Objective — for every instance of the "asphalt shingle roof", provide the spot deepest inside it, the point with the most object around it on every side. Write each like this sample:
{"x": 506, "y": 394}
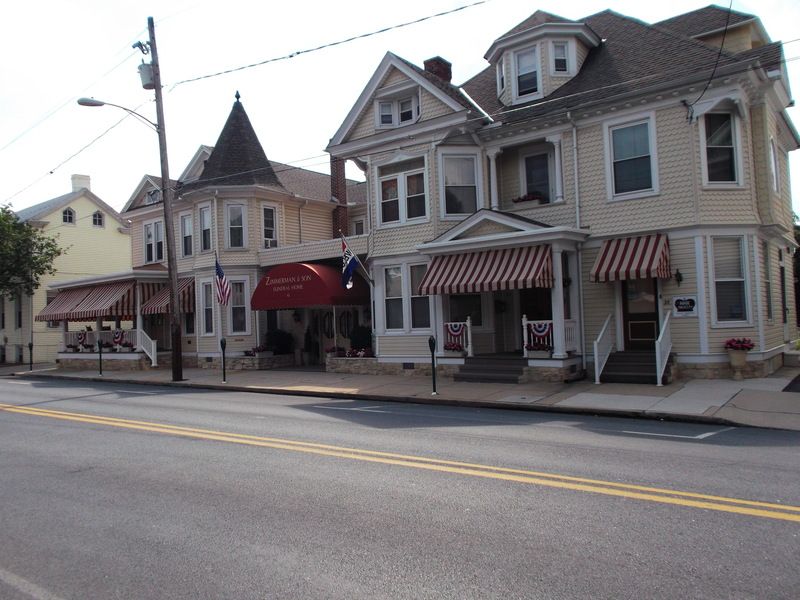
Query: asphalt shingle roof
{"x": 704, "y": 20}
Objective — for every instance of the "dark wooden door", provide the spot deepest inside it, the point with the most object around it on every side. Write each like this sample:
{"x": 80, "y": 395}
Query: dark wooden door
{"x": 639, "y": 314}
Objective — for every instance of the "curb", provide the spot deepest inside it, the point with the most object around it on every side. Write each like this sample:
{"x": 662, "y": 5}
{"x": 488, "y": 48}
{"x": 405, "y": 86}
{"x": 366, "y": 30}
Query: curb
{"x": 432, "y": 400}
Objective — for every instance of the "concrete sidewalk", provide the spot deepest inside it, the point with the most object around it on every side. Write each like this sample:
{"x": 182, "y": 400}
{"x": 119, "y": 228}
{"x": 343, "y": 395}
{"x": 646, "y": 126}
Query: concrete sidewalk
{"x": 755, "y": 402}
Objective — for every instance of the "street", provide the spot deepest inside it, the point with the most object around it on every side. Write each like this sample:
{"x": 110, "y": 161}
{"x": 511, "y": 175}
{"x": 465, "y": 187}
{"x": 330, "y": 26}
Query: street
{"x": 121, "y": 491}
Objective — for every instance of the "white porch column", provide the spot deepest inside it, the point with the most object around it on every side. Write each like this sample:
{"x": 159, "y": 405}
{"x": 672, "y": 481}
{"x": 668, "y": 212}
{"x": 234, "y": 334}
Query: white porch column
{"x": 556, "y": 141}
{"x": 559, "y": 340}
{"x": 494, "y": 187}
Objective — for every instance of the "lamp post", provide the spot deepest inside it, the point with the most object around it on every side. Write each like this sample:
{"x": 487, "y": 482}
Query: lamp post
{"x": 166, "y": 193}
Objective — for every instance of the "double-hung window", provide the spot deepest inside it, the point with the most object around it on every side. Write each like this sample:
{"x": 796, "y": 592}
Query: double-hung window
{"x": 527, "y": 72}
{"x": 402, "y": 191}
{"x": 270, "y": 231}
{"x": 238, "y": 308}
{"x": 632, "y": 161}
{"x": 729, "y": 279}
{"x": 208, "y": 308}
{"x": 236, "y": 226}
{"x": 205, "y": 228}
{"x": 720, "y": 142}
{"x": 560, "y": 57}
{"x": 154, "y": 242}
{"x": 460, "y": 186}
{"x": 187, "y": 235}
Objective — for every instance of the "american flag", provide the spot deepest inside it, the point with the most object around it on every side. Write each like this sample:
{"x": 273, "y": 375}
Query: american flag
{"x": 222, "y": 286}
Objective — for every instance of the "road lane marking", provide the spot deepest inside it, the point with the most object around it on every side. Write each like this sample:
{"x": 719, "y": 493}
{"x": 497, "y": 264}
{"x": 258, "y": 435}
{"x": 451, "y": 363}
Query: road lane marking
{"x": 702, "y": 436}
{"x": 610, "y": 488}
{"x": 26, "y": 587}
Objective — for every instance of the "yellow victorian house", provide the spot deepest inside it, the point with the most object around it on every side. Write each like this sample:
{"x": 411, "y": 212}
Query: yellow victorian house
{"x": 86, "y": 229}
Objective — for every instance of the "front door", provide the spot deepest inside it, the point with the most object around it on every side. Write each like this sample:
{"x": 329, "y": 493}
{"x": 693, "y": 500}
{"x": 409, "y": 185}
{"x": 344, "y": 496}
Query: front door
{"x": 639, "y": 314}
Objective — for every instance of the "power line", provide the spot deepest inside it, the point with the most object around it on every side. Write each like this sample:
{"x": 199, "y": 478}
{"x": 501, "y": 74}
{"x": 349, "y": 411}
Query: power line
{"x": 329, "y": 45}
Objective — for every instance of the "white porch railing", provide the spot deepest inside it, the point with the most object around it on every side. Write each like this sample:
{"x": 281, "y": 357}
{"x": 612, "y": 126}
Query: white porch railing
{"x": 602, "y": 348}
{"x": 148, "y": 346}
{"x": 663, "y": 348}
{"x": 458, "y": 336}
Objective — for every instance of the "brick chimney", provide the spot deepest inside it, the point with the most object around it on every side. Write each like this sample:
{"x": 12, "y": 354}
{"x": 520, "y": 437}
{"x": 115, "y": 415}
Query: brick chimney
{"x": 80, "y": 182}
{"x": 440, "y": 67}
{"x": 339, "y": 195}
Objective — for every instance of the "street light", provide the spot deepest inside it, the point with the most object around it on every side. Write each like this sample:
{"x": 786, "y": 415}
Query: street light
{"x": 166, "y": 193}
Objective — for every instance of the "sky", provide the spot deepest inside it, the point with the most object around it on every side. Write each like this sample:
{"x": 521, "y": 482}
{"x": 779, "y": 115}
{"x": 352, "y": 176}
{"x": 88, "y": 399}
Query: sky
{"x": 58, "y": 51}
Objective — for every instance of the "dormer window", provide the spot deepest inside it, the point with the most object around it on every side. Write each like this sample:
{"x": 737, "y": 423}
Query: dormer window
{"x": 396, "y": 112}
{"x": 527, "y": 72}
{"x": 560, "y": 61}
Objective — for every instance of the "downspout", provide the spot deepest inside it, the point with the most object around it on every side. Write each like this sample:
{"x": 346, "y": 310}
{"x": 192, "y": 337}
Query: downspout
{"x": 579, "y": 245}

• Your task: Repeat the material above word for word, please, apart from its images.

• Output for this exercise:
Objective — for every instance of the "asphalt shingle roof", provide the spot deepest inside it, the point with the most object around it on every side. Write each like this sample:
{"x": 506, "y": 394}
Query: asphalt shingle roof
{"x": 704, "y": 20}
Objective — for every instance of the "dark wooden door", provide the spot deepest inside it, the point with the most object around it on every side. Write each like this sample:
{"x": 80, "y": 395}
Query: dark wooden door
{"x": 639, "y": 314}
Objective — for every instance of the "curb", provide the spot deepest inside it, the point with the most object around it on every side. Write each like this sample:
{"x": 662, "y": 5}
{"x": 488, "y": 48}
{"x": 405, "y": 86}
{"x": 366, "y": 30}
Query: curb
{"x": 432, "y": 400}
Objective — for every instance of the "concrete sidewalk", provide the spot deepest inside it, the point with the most object around it on every side. Write each like this sample:
{"x": 182, "y": 400}
{"x": 119, "y": 228}
{"x": 343, "y": 395}
{"x": 646, "y": 126}
Query: concrete sidewalk
{"x": 755, "y": 402}
Objective — for every instance of the "street", provide the spot deepest inside it, the point with the most object around it on every side. Write each like this sample:
{"x": 110, "y": 161}
{"x": 511, "y": 175}
{"x": 465, "y": 187}
{"x": 330, "y": 26}
Query: street
{"x": 121, "y": 491}
Objective — for every instance of the "white porch column", provide the spot deepest inside it, the point with the most object around it on every side. Write each like this sample:
{"x": 159, "y": 405}
{"x": 672, "y": 481}
{"x": 668, "y": 212}
{"x": 234, "y": 334}
Query: white porch column
{"x": 556, "y": 141}
{"x": 559, "y": 340}
{"x": 494, "y": 187}
Objective — for every instance of the "lamp post", provide the spot deepest inside it, the point with the most object around it on every side. Write each like this sample:
{"x": 487, "y": 482}
Query: lamp post
{"x": 166, "y": 193}
Objective — for every instance of the "double-hung window", provide the spot deepest inside it, the point with the most object around it on every side. Write each like this sample:
{"x": 796, "y": 592}
Query: double-hung window
{"x": 527, "y": 72}
{"x": 402, "y": 191}
{"x": 270, "y": 231}
{"x": 238, "y": 308}
{"x": 632, "y": 161}
{"x": 729, "y": 279}
{"x": 208, "y": 308}
{"x": 236, "y": 226}
{"x": 205, "y": 228}
{"x": 720, "y": 142}
{"x": 560, "y": 57}
{"x": 154, "y": 242}
{"x": 460, "y": 186}
{"x": 187, "y": 235}
Objective — for every instance of the "american flag", provide the spot deepest inside it, the point with the most object around it on every side. Write each like this sample:
{"x": 273, "y": 375}
Query: american flag
{"x": 222, "y": 286}
Objective — for every instance of the "road lane marking", provide the spot deepest inside it, the point with the most object around it on every side. Write each like this sample:
{"x": 719, "y": 493}
{"x": 497, "y": 264}
{"x": 258, "y": 435}
{"x": 451, "y": 363}
Query: road lane marking
{"x": 702, "y": 436}
{"x": 610, "y": 488}
{"x": 26, "y": 587}
Objective — for every instance of the "yellow victorian house", provide the spot deepest inside it, the point with the most object around it on every side. Write each like this sample:
{"x": 411, "y": 212}
Query: yellow victorian house
{"x": 86, "y": 229}
Objective — for every instance of the "front door", provide the spot deepest inside it, the point with the most object around it on every side. Write each like this sample:
{"x": 329, "y": 493}
{"x": 693, "y": 500}
{"x": 409, "y": 185}
{"x": 344, "y": 496}
Query: front door
{"x": 639, "y": 314}
Objective — for every instance of the "power line", provide the spot deepest inside it, the point with the most object around it on every side. Write each like this sample:
{"x": 199, "y": 478}
{"x": 501, "y": 74}
{"x": 349, "y": 411}
Query: power line
{"x": 329, "y": 45}
Objective — for every instance of the "white porch railing", provide the spot deepest inside it, the point with the most object around it on every side. Write each like this sample:
{"x": 281, "y": 357}
{"x": 612, "y": 126}
Query: white porch railing
{"x": 602, "y": 348}
{"x": 148, "y": 346}
{"x": 663, "y": 348}
{"x": 458, "y": 336}
Objective — for every instance of the "brick chimney", provide the spot deepest inside it, the point with the most object around it on every side. Write each like this sample:
{"x": 12, "y": 354}
{"x": 520, "y": 437}
{"x": 115, "y": 415}
Query: brick chimney
{"x": 80, "y": 182}
{"x": 440, "y": 67}
{"x": 339, "y": 195}
Objective — for every instance of the "street light", provide the spot deepest inside it, the point with the most object around it on every side. Write each like this sample:
{"x": 786, "y": 415}
Query: street light
{"x": 166, "y": 193}
Objective — for every instance of the "sky", provide the spot deepest inside it, the point with the most object around it on every side. Write each like this sample:
{"x": 521, "y": 482}
{"x": 779, "y": 115}
{"x": 352, "y": 176}
{"x": 88, "y": 399}
Query: sky
{"x": 58, "y": 51}
Objective — for every instance of the "dormer window", provide the spot deepest inside it, the point with the most object around it on every side. Write each like this sample:
{"x": 737, "y": 423}
Query: dormer window
{"x": 396, "y": 112}
{"x": 527, "y": 72}
{"x": 560, "y": 61}
Objective — for every instance of the "downspout", provide the spot deepest inside it, the point with the most object around it on every side. Write each like this sample:
{"x": 346, "y": 310}
{"x": 192, "y": 337}
Query: downspout
{"x": 579, "y": 245}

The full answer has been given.